- Texte du document
-------

Un théâtre dans la « jungle »
Dans le camp aux 4500 migrants, la compagnie de théâtre libanaise Zoukak a créé un espace d’expression et de rencontre pour aider les réfugiés à prendre de la distance face à leur vie en suspens. Reportage.
Dis-le avec un sourire. Même si c’est triste, ça rendra ton message plus fort», conseille Junaid Sarieddeen à un jeune homme kurde irakien, debout sur scène, tenant dans sa main tremblante le poème qu’il a écrit sur ce que les migrants nomment la «jungle» de Calais et les autorités le «camp de la Lande». Un texte fort qui contraste trop avec la timidité de sa voix selon Junaid, membre du collectif de théâtre libanais Zoukak, venu passer une semaine avec les migrants et demandeurs d’asile de Calais pour les initier au sixième art.
Il reprend, le nez toujours dans sa feuille, hésitant. Omar Abi Azar, le comparse de Junaid, l’incite alors à gonfler son torse en levant la main en l’air: «Tu as déjà vu un politicien raconter n’importe quoi avec plein d’assurance? Fais pareil, car ton poème est plus important que son discours!» Rires. Soudain, les yeux tournés vers chaque membre du public, sa voix se fait plus lourde et il expédie de longues tirades emplies de peine et d’espoir sur son quotidien d’exil et de misère. Puis son ami traduit le poème du kurde vers l’arabe, ce qui permet à Junaid de le dire en anglais et à Constance, une bénévole britannique ayant vécu en Afghanistan, de le résumer en farsi, pour que l’un des Afghans l’explique aux autres en pachtoune.

-------

- Lignes de données

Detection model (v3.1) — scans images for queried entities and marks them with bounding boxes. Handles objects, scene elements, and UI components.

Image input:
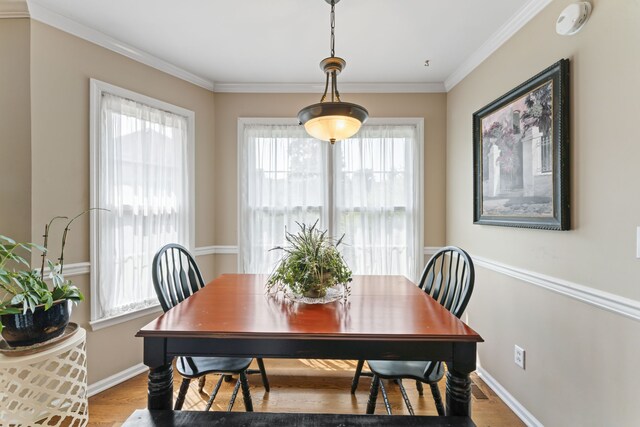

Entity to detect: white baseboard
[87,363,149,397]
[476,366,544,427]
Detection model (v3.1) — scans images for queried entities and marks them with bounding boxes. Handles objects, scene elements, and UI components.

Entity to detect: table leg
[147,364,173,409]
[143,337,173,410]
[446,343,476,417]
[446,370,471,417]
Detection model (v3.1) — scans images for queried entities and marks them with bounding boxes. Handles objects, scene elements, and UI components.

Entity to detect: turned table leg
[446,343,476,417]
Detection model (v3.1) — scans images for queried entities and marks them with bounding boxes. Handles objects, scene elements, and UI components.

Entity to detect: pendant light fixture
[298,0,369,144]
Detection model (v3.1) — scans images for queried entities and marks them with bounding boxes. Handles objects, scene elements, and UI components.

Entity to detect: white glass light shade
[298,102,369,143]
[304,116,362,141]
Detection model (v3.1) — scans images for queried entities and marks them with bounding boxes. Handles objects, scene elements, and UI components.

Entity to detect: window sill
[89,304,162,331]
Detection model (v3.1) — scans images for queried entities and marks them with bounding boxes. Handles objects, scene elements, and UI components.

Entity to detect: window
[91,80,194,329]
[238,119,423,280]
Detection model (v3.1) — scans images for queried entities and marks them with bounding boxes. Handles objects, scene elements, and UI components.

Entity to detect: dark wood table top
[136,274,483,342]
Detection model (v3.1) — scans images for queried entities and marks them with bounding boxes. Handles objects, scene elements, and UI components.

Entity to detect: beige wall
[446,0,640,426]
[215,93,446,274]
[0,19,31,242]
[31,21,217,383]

-------

- Travail à faire
[A] Réécrivez sous forme de liste le paragraphe du texte du document qui commence par « Il reprend, le nez toujours dans sa feuille ». Conservez-en les faits principaux.
[B] Relevez toutes les langues mentionnées dans le texte du document.

- Résultats attendus
[A]
- Le jeune homme reprend sa lecture, hésitant, le nez toujours dans sa feuille.
- Omar Abi Azar, le comparse de Junaid, l'incite à gonfler le torse et à parler avec l'assurance d'un politicien, car son poème est plus important qu'un discours.
- Après les rires, le jeune homme regarde chaque membre du public et, d'une voix plus lourde, lance de longues tirades pleines de peine et d'espoir sur son quotidien d'exil et de misère.
- Le poème est ensuite traduit en chaîne. Son ami le traduit du kurde vers l'arabe, puis Junaid le dit en anglais. Constance, une bénévole britannique ayant vécu en Afghanistan, le résume en farsi. Enfin, l'un des Afghans l'explique aux autres en pachtoune.

[B]
- kurde
- arabe
- anglais
- farsi
- pachtoune